▸ **Assigned task**:
Reproduce each record exactly, but exclude every picture.
========
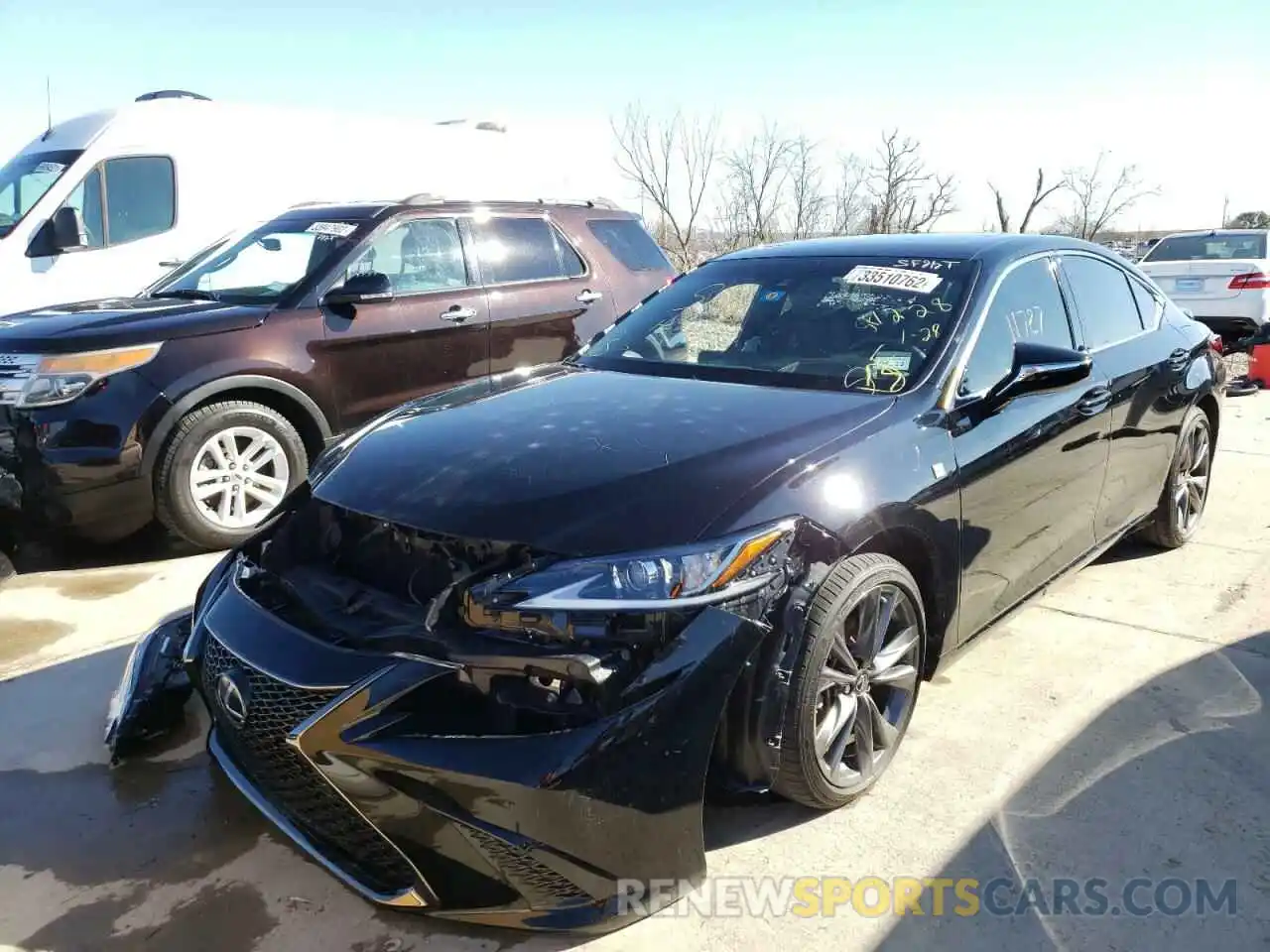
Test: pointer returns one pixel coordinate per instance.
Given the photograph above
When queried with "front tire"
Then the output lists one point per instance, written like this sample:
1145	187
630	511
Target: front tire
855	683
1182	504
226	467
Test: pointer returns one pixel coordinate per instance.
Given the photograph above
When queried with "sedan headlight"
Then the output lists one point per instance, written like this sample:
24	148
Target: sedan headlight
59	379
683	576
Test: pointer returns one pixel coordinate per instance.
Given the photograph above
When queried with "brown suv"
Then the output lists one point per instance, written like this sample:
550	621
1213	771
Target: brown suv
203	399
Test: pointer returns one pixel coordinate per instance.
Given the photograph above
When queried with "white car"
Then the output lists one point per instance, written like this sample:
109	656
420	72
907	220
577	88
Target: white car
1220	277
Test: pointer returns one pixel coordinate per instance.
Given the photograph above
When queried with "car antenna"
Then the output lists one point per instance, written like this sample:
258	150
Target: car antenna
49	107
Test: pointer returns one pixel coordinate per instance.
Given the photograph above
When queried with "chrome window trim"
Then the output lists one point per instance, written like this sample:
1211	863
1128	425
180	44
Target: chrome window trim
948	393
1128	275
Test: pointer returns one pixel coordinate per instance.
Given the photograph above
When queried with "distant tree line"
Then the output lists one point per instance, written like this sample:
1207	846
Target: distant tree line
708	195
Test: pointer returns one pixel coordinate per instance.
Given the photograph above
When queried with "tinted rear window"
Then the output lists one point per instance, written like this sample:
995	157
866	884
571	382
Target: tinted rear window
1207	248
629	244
========
▸ **Exercise output**:
Test: pointer returns one pixel coordinate per instance.
Given the photograph above
When queried with "front tire"
Then the output lists one point per instance, written like this sample:
1145	187
630	511
Target: front tire
855	683
1182	504
226	467
Test: pointer returns one pixel coordinate per instance.
Given the photograph above
When queried with "sedan headlight"
Then the output lists one point per instance, written like this sample:
24	148
Target: sedan headlight
59	379
683	576
Test: pointer returns one pixel coordinate per instance.
Given the photograph above
When queried with "brown suv"
Then the output lists one point per instance, written like this sample:
550	621
1213	771
Target: brown suv
203	399
Test: pointer returns one pixel coordinate per instance.
Given the photograph above
When queried with "white car"
Then the output lists one point per instance, written like this sample:
109	656
420	72
907	220
577	88
Target: white car
1220	277
Test: pointer returns one pixel coordinate per instance.
Given the photograph above
When queried with "car antenna"
Then the output lists one point per instance, written like this sample:
258	150
Target: car antenna
49	107
Test: pointer returns one pixel coordinate per instance.
Given the photograph above
When queried with "chrome window trim"
Then the output lists one point per instance, written like this sample:
1211	863
1128	425
180	44
Target: chrome window trim
948	393
1128	275
Test: pointer returns one pixel coordinate per instance.
Given the photograph above
When queried with "distant tree line"
Then the output lists one point per instance, written like this sample:
1207	846
Target: distant tree line
708	195
Test: pointer returns one pixel coordinate per instance.
Given the photograph above
When queried with "tinted rear window"
Then the output lists one point per instance, written like this sample:
995	157
866	884
571	382
Target: tinted rear window
1207	248
629	244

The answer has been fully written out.